[Object position labeling lines]
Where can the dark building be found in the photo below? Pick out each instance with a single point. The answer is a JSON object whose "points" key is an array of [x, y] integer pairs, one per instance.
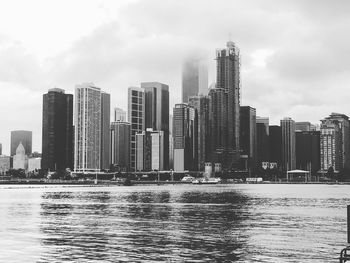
{"points": [[185, 137], [308, 151], [21, 136], [120, 145], [275, 144], [105, 130], [263, 145], [201, 104], [248, 138], [157, 112], [57, 131]]}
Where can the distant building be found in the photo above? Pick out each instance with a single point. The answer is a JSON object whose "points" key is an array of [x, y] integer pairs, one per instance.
{"points": [[194, 78], [288, 144], [25, 137], [20, 159], [307, 150], [120, 144], [57, 130], [185, 137], [4, 164], [136, 117]]}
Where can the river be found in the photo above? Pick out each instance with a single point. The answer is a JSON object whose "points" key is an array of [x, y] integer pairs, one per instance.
{"points": [[173, 223]]}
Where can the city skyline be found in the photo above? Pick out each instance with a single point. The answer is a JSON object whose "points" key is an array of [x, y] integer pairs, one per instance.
{"points": [[282, 72]]}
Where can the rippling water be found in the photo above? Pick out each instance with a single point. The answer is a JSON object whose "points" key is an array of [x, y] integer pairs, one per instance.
{"points": [[192, 223]]}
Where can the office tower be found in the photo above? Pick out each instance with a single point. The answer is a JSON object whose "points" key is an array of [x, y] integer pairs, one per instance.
{"points": [[20, 159], [194, 78], [119, 115], [225, 147], [303, 126], [57, 130], [307, 149], [87, 122], [262, 133], [120, 145], [275, 144], [248, 140], [185, 137], [201, 104], [136, 117], [157, 112], [105, 130], [288, 144], [25, 137], [150, 150], [335, 142]]}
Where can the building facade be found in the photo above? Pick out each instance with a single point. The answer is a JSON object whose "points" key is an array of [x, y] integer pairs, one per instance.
{"points": [[57, 130]]}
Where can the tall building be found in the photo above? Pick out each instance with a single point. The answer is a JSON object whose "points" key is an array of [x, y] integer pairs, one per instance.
{"points": [[105, 130], [262, 140], [57, 130], [136, 117], [275, 144], [248, 136], [120, 144], [157, 112], [225, 148], [307, 149], [201, 104], [288, 144], [185, 138], [119, 115], [335, 142], [87, 123], [25, 137], [194, 78]]}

Work required: Arrange every one of the lines above as a numbered list, leaving out blank lines and the picture placeholders.

Task solution:
1. Where can the dark building be found in the photo below? Pick out each instance with a single point. The answer is a JSON object whose "points" key is an array of [x, y] integer pairs, one per instance.
2. {"points": [[185, 137], [308, 151], [21, 136], [120, 145], [275, 144], [105, 130], [263, 145], [201, 104], [248, 138], [157, 112], [57, 131]]}
3. Where can the distant building be found in the photo above? Pick out each instance with a single point. The answer is a JSON object whose "points" key is an array of [x, y] integer pairs, one per instance.
4. {"points": [[194, 78], [288, 144], [25, 137], [20, 159], [307, 150], [120, 144], [57, 130], [185, 137], [4, 164], [136, 117]]}
5. Where can the river be found in the photo above? Pick out each instance with a single point. The answer is a JSON object whose "points" key is an array of [x, y] integer pairs, one per instance.
6. {"points": [[173, 223]]}
7. Where can the city skyline be found in the photo above? Pick out each instance with a single point. The answer is a JSON object whose "points" key is an array of [x, y] integer pairs, one per instance.
8. {"points": [[282, 72]]}
9. Where can the rippling water be found in the photo above? Pick out each instance with a single point. The answer is a JSON object whose "points" key is an array of [x, y] integer pairs, one per instance.
10. {"points": [[192, 223]]}
11. Where can the office tower be found in the photo above? Pick out each instance with a single point. The answer is a JSON object whose "points" key is an array of [x, y] integer pairs, one per instance.
12. {"points": [[20, 159], [194, 78], [119, 115], [225, 147], [303, 126], [57, 130], [307, 149], [87, 122], [262, 133], [120, 145], [275, 144], [248, 140], [185, 137], [201, 104], [136, 117], [157, 112], [105, 130], [288, 144], [25, 137], [150, 150], [335, 142]]}
13. Where can the building facade be found in the photo above? Pick out each instance with a single point. The answer is a JSON object whose "points" key is an array of [x, y] integer pairs, one per instance.
14. {"points": [[57, 130]]}
15. Where can the tall building be found in the photo above? Pick out each instance with a single point. The answer is a JSON object whose "points" key is an array of [x, y] integer pairs, one per instance.
16. {"points": [[105, 130], [262, 140], [57, 130], [136, 117], [275, 144], [248, 136], [120, 144], [157, 112], [225, 148], [307, 149], [201, 104], [288, 144], [185, 138], [119, 115], [335, 142], [87, 123], [25, 137], [194, 78]]}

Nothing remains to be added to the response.